**Fragmento original**.
Comer en Tiflis: donde la cocina es narrativa
La gastronomía georgiana constituye uno de los últimos tesoros culinarios no completamente homogeneizados por la globalización. Cada plato cuenta una historia regional, cada técnica preserva siglos de conocimiento empírico.
El khachapuri —pan de queso en sus múltiples variaciones regionales— es simultáneamente comfort food y expresión de identidad. La versión adjaruli, con forma de barca rellena de queso fundido, mantequilla y un huevo crudo que se mezcla en la mesa, es teatro culinario. El khinkali, dumpling de carne con caldo interior, exige técnica: se sujeta por la punta superior, se muerde cuidadosamente para sorber el caldo, y solo entonces se come. Dejar la punta en el plato permite contabilizar cuántos has consumido —una competencia tácita en cualquier mesa georgiana.
Pero es el vino lo que eleva la gastronomía local a rango de patrimonio. Georgia practica viticultura desde hace 8.000 años; las ánforas de arcilla (qvevri) enterradas donde fermenta el vino están reconocidas por la UNESCO como patrimonio inmaterial. El resultado son vinos únicos: los orange wines o vinos ámbar, blancos fermentados con pieles que desarrollan taninos y complejidad imposibles de encontrar en otras latitudes.
En tabernas como Ghvino Underground o Vino Underground (sin relación entre sí más allá del nombre), sommelier apasionados guían catas de productores boutique que trabajan viñedos familiares en Kakheti. Una botella excepcional raramente supera los quince euros.

**Consignas del ejercicio**.
1: Por favor, responde estas preguntas a partir del texto sobre la cocina de Tiflis:
(a) ¿Qué forma tiene la versión adjaruli del khachapuri?
(b) ¿Desde hace cuántos años se practica la viticultura en Georgia?
(c) ¿Qué precio raramente supera una botella excepcional?
2: Prosigue el texto sobre la cocina de Tiflis a partir de su última oración.

**Datos proporcionados**.
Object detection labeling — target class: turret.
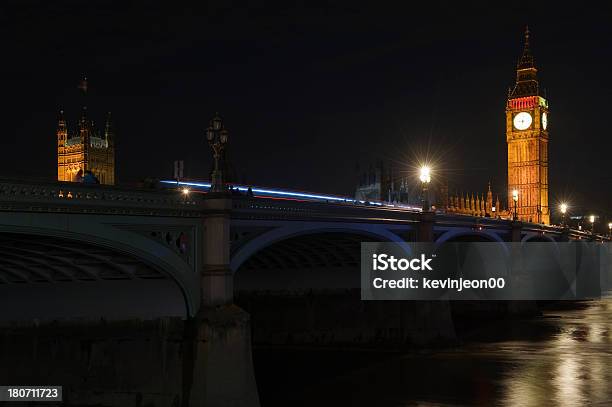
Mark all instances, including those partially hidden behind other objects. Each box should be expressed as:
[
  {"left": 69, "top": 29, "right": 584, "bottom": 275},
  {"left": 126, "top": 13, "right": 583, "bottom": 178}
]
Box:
[
  {"left": 104, "top": 112, "right": 115, "bottom": 146},
  {"left": 56, "top": 110, "right": 68, "bottom": 147}
]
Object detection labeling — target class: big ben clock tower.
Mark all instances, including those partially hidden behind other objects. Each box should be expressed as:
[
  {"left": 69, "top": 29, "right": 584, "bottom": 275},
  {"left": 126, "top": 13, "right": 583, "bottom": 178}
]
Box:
[{"left": 506, "top": 29, "right": 550, "bottom": 225}]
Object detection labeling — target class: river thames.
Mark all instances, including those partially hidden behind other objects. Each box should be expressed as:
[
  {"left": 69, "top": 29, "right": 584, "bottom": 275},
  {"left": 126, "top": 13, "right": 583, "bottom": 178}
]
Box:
[{"left": 254, "top": 296, "right": 612, "bottom": 407}]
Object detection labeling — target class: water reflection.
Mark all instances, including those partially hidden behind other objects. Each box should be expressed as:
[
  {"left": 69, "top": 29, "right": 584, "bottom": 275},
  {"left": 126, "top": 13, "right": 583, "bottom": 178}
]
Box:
[{"left": 255, "top": 298, "right": 612, "bottom": 407}]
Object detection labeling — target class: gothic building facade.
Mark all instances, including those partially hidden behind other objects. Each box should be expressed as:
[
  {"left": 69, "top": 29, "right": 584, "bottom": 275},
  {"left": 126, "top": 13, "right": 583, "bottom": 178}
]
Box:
[
  {"left": 355, "top": 161, "right": 418, "bottom": 203},
  {"left": 56, "top": 78, "right": 115, "bottom": 185},
  {"left": 506, "top": 29, "right": 550, "bottom": 225}
]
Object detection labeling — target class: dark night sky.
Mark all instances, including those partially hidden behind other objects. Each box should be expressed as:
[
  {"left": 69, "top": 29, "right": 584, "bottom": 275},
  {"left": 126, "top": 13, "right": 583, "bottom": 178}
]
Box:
[{"left": 0, "top": 1, "right": 612, "bottom": 217}]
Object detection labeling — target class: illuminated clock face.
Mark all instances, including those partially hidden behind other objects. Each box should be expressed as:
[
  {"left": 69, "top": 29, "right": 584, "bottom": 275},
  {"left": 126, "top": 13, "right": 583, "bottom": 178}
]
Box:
[{"left": 514, "top": 112, "right": 533, "bottom": 130}]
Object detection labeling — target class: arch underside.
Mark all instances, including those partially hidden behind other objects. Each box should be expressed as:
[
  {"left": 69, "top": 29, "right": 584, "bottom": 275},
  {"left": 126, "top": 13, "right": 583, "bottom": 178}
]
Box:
[
  {"left": 0, "top": 233, "right": 169, "bottom": 284},
  {"left": 234, "top": 232, "right": 380, "bottom": 292},
  {"left": 0, "top": 232, "right": 188, "bottom": 321},
  {"left": 240, "top": 232, "right": 368, "bottom": 270}
]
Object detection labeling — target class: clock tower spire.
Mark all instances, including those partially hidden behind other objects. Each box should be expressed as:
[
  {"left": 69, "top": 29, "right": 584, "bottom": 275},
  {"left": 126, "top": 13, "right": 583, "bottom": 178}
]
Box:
[{"left": 506, "top": 27, "right": 550, "bottom": 224}]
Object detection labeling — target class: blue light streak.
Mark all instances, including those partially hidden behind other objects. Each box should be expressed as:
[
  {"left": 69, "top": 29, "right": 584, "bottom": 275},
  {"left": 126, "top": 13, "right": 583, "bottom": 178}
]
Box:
[{"left": 160, "top": 180, "right": 420, "bottom": 211}]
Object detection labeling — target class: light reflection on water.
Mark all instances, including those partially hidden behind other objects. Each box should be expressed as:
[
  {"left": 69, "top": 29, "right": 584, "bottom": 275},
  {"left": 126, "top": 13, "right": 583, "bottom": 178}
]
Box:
[
  {"left": 502, "top": 299, "right": 612, "bottom": 406},
  {"left": 262, "top": 298, "right": 612, "bottom": 407}
]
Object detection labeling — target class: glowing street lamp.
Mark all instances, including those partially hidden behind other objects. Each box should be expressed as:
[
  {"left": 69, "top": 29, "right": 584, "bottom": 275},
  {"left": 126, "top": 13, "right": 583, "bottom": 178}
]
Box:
[
  {"left": 512, "top": 189, "right": 518, "bottom": 220},
  {"left": 419, "top": 165, "right": 431, "bottom": 212},
  {"left": 206, "top": 113, "right": 228, "bottom": 192},
  {"left": 559, "top": 202, "right": 567, "bottom": 226}
]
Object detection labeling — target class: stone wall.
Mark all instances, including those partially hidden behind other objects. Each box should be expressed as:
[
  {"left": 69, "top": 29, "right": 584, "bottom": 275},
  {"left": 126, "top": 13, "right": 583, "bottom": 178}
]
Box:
[{"left": 0, "top": 306, "right": 258, "bottom": 407}]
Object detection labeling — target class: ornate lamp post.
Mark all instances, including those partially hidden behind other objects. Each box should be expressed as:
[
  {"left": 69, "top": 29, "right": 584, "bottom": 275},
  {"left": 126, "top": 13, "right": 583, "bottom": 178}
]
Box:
[
  {"left": 206, "top": 113, "right": 228, "bottom": 192},
  {"left": 559, "top": 203, "right": 567, "bottom": 227},
  {"left": 419, "top": 165, "right": 431, "bottom": 212},
  {"left": 512, "top": 189, "right": 518, "bottom": 220}
]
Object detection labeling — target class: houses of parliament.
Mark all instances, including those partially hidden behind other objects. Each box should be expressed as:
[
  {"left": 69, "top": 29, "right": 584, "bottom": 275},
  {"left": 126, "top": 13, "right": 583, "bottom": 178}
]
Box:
[
  {"left": 356, "top": 28, "right": 550, "bottom": 224},
  {"left": 56, "top": 78, "right": 115, "bottom": 185}
]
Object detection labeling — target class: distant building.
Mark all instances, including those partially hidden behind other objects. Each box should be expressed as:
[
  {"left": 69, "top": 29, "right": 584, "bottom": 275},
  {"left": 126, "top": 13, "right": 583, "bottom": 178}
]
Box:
[
  {"left": 355, "top": 161, "right": 418, "bottom": 203},
  {"left": 56, "top": 78, "right": 115, "bottom": 185},
  {"left": 445, "top": 183, "right": 512, "bottom": 219}
]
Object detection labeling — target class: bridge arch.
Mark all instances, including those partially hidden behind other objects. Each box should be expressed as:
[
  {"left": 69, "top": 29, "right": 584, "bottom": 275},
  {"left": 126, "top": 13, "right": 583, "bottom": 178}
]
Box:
[
  {"left": 521, "top": 232, "right": 557, "bottom": 243},
  {"left": 230, "top": 222, "right": 411, "bottom": 273},
  {"left": 435, "top": 227, "right": 506, "bottom": 247},
  {"left": 0, "top": 218, "right": 200, "bottom": 319}
]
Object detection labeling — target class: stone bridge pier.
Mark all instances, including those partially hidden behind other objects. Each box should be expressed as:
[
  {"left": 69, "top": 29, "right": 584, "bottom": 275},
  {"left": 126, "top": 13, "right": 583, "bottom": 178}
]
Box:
[{"left": 189, "top": 193, "right": 259, "bottom": 406}]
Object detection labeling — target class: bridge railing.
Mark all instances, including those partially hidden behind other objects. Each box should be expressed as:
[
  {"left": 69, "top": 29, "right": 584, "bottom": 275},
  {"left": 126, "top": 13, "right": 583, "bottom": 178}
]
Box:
[{"left": 0, "top": 179, "right": 202, "bottom": 216}]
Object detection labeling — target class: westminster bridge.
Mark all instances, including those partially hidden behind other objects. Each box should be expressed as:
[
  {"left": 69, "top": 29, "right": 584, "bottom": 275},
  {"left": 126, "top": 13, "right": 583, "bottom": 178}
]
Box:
[{"left": 0, "top": 180, "right": 606, "bottom": 405}]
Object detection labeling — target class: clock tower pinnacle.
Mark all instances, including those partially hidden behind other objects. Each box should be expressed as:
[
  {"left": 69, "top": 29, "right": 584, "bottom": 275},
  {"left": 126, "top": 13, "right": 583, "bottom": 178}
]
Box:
[{"left": 506, "top": 28, "right": 550, "bottom": 224}]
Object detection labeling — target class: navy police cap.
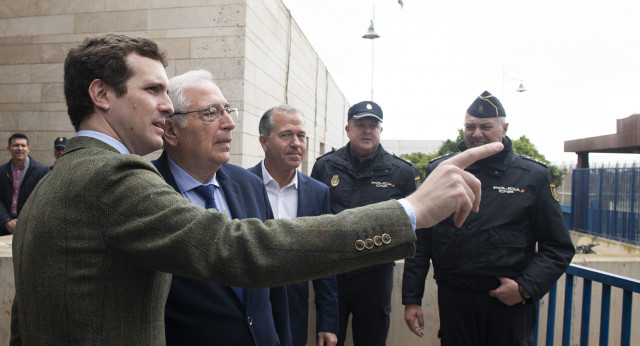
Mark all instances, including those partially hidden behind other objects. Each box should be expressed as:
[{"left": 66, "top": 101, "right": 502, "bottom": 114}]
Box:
[
  {"left": 347, "top": 101, "right": 382, "bottom": 122},
  {"left": 467, "top": 90, "right": 507, "bottom": 118},
  {"left": 53, "top": 137, "right": 67, "bottom": 149}
]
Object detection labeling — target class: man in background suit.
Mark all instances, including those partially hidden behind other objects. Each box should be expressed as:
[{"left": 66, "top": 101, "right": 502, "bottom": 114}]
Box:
[
  {"left": 249, "top": 105, "right": 338, "bottom": 346},
  {"left": 0, "top": 133, "right": 49, "bottom": 235},
  {"left": 153, "top": 70, "right": 291, "bottom": 346},
  {"left": 10, "top": 34, "right": 502, "bottom": 345}
]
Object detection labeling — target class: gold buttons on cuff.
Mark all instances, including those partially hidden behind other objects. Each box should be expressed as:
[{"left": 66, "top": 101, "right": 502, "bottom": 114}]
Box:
[{"left": 364, "top": 238, "right": 373, "bottom": 250}]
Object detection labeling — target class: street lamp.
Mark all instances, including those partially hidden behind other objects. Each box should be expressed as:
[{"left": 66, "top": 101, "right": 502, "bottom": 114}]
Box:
[
  {"left": 362, "top": 13, "right": 380, "bottom": 101},
  {"left": 501, "top": 67, "right": 527, "bottom": 97}
]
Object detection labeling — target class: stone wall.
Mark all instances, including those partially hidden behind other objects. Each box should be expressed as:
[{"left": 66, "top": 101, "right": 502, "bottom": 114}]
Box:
[{"left": 0, "top": 0, "right": 349, "bottom": 172}]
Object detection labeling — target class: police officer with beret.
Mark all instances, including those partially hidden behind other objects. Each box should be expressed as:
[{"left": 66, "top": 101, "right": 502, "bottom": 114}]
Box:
[
  {"left": 402, "top": 91, "right": 575, "bottom": 346},
  {"left": 311, "top": 101, "right": 420, "bottom": 346}
]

**Respuestas**.
1:
(a) Forma de barca.
(b) Desde hace 8.000 años.
(c) Quince euros.

2:
Más allá del perímetro urbano
A menos de una hora de Tiflis, la región vinícola de Kakheti despliega viñedos en colinas ondulantes. Pueblos como Sighnaghi —la «ciudad del amor» con sus murallas medievales intactas— ofrecen experiencias de enoturismo sin las multitudes que saturan la Toscana o Burdeos. Las bodegas familiares reciben visitantes con la hospitalidad legendaria georgiana: degustaciones que derivan en comidas improvisadas, conversaciones que se extienden hasta el atardecer.
Mtskheta, veinte minutos al norte, fue la capital del reino de Iberia antes que Tiflis. La Catedral de Svetitskhoveli, obra maestra del siglo XI, alberga supuestamente la túnica de Cristo y permanece como uno de los centros espirituales más importantes del cristianismo oriental. La atmósfera aquí es de devoción genuina, no de atracción turística.
Los detalles que transforman el viaje
Los georgianos practican la hospitalidad como arte ceremonial. Si eres invitado a una supra (banquete tradicional), prepárate para abundancia generosa y brindis estructurados. El tamada (maestro de ceremonias) guía los toasts que honran a los presentes, los ausentes, los ancestros, la paz, el amor. Rechazar participar es culturalmente inaceptable; rechazar bebidas es comprensible y respetado.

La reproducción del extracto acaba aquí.